Exercise text
These included lack of safe and secure working conditions and access to health care; lack legal protection or access to legal remedies; difficulties with integration, coupled with a rise in xenophobia; inadequate access to the labour market and provision of socio-economic assistance; and not having access to information on their rights and opportunities, and provision of social security coverage, among others.

“COVID-19 has massively affected the working and living conditions as well as prospects of migrant workers,” she said. They face job losses, pay cuts, economic hardship as well as discrimination due to COVID-19 related fears.” Other impacts mentioned included:
  • Those in the informal economy especially are vulnerable to the economic consequences and health risks of the pandemic, as they often lack financial reserves;
  • Returnees reportedly are empty-handed, and requiring extensive support to reintegrate into weakened labour markets, and
  • Facing adverse psycho-social outcomes associated with loss of income and inability to meet some of the key financial and social requirements.
  • Citing some of the key responses to the impacts for the SADC region, Moreno-Fontes indicated that migrant workers in Seychelles are able to renew their permits without leaving the country. South Africa, meanwhile, has included asylum seekers and special permit holders from various countries as recipients of a COVID-19 social relief package, and Mauritius has introduced an easier process and more beneficial immigration permit regime for foreigners seeking to work, live and invest in the country.
  • Regarding the IGAD region, Moreno-Fontes mentioned that Kenya and Uganda have introduced legal mechanisms to protect workers against COVID-19 related discrimination and unsafe working conditions. Countries including Djibouti, Ethiopia, Kenya, Uganda, Sudan and South Sudan are providing free of charge or partially funded COVID-19 testing and health care for migrant workers. Some countries have extended migrants’ and migrant workers’ visas to prevent them from falling into an irregular situation, she said.
  • In her presentation, the labour migration specialist outlined some of the ILO’s COVID-19 responses for African migrant workers, including:
  • Supporting the affiliation of returnees to social protection schemes and inclusion in safety, health and economic policies;
  • Provision of labour inspection, occupational safety and health, working time and wages;
  • Supporting upskilling and reskilling, recognition of prior learning and skills certification, entrepreneurship training and financial education; and
  • Providing support to labour market reintegration and employability enhancement of returnees.

Complete the following
a) Answer these questions using the passage on migrant workers:
(i) In which country can migrant workers renew their permits without leaving the country?
(ii) Which two countries introduced legal mechanisms to protect workers against COVID-19 related discrimination and unsafe working conditions?
(iii) According to the passage, why are those in the informal economy vulnerable to the economic consequences and health risks of the pandemic?
b) Switch "xenophobia" to "hostility toward foreigners" in the passage on migrant workers, and write out everything from "These included lack" down to "coverage, among others." with that change.
Rely only on the passage on migrant workers to complete this exercise.

Stored records

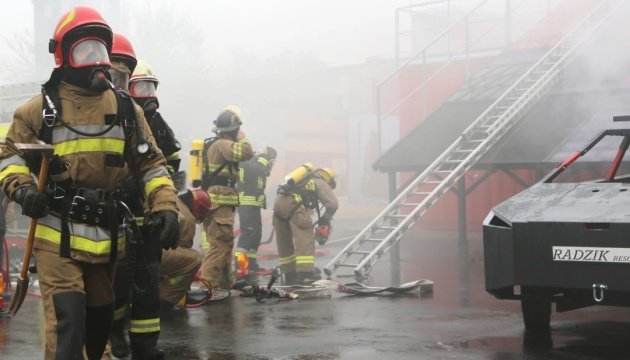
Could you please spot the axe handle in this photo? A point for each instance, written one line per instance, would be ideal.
(41, 184)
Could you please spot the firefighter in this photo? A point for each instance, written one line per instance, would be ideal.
(137, 288)
(294, 227)
(180, 265)
(253, 176)
(96, 134)
(143, 86)
(219, 176)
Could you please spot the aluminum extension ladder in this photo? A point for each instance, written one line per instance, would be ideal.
(386, 230)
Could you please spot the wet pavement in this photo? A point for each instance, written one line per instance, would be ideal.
(459, 320)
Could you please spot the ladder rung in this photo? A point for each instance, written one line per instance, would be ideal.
(384, 228)
(359, 252)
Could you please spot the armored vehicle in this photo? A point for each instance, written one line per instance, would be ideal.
(565, 240)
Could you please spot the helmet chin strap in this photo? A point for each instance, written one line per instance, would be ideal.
(98, 80)
(95, 78)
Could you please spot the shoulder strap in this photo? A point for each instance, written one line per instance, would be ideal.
(51, 109)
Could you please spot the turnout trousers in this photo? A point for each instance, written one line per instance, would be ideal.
(78, 305)
(217, 261)
(177, 271)
(251, 228)
(294, 238)
(141, 293)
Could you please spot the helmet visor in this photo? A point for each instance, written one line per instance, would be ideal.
(88, 52)
(142, 89)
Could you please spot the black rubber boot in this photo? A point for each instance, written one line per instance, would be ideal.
(289, 278)
(118, 340)
(306, 278)
(151, 354)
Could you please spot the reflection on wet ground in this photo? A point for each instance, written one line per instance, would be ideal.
(458, 320)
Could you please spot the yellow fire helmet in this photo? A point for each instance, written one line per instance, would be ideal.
(143, 71)
(229, 119)
(236, 111)
(328, 174)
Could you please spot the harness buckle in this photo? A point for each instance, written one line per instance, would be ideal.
(75, 203)
(49, 117)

Solutions per task
a)
(i) Seychelles
(ii) Kenya and Uganda
(iii) They often lack financial reserves.

b)
These included lack of safe and secure working conditions and access to health care; lack legal protection or access to legal remedies; difficulties with integration, coupled with a rise in hostility toward foreigners; inadequate access to the labour market and provision of socio-economic assistance; and not having access to information on their rights and opportunities, and provision of social security coverage, among others.